### Your instructions
Can you arrange each line of the records below as a row in a Markdown table, with the columns Row and Line and blank lines left out?

— start Source data —

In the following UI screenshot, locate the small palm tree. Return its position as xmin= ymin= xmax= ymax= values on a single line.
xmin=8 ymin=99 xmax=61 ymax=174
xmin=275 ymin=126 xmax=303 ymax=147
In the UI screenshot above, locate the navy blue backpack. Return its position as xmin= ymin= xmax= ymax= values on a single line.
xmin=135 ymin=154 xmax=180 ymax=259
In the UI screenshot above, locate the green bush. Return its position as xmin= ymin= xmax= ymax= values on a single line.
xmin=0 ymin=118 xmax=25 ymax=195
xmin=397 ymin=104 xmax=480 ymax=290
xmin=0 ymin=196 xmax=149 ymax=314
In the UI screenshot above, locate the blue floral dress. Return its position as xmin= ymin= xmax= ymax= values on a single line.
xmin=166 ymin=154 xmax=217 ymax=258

— end Source data —

### Output below
| Row | Line |
|---|---|
| 1 | In the following UI screenshot, locate the small palm tree. Return its position as xmin= ymin= xmax= ymax= values on a single line. |
| 2 | xmin=8 ymin=99 xmax=61 ymax=174 |
| 3 | xmin=275 ymin=126 xmax=303 ymax=147 |
| 4 | In the UI screenshot above, locate the navy blue backpack. Return its position as xmin= ymin= xmax= ymax= values on a single line. |
| 5 | xmin=135 ymin=154 xmax=180 ymax=259 |
| 6 | In the UI screenshot above, locate the green bush. Return its position as xmin= ymin= xmax= ymax= values on a single line. |
| 7 | xmin=0 ymin=118 xmax=25 ymax=195 |
| 8 | xmin=397 ymin=104 xmax=480 ymax=290 |
| 9 | xmin=0 ymin=196 xmax=149 ymax=314 |
| 10 | In the UI screenshot above, locate the blue floral dress. Return its position as xmin= ymin= xmax= ymax= values on a single line. |
| 11 | xmin=166 ymin=154 xmax=217 ymax=258 |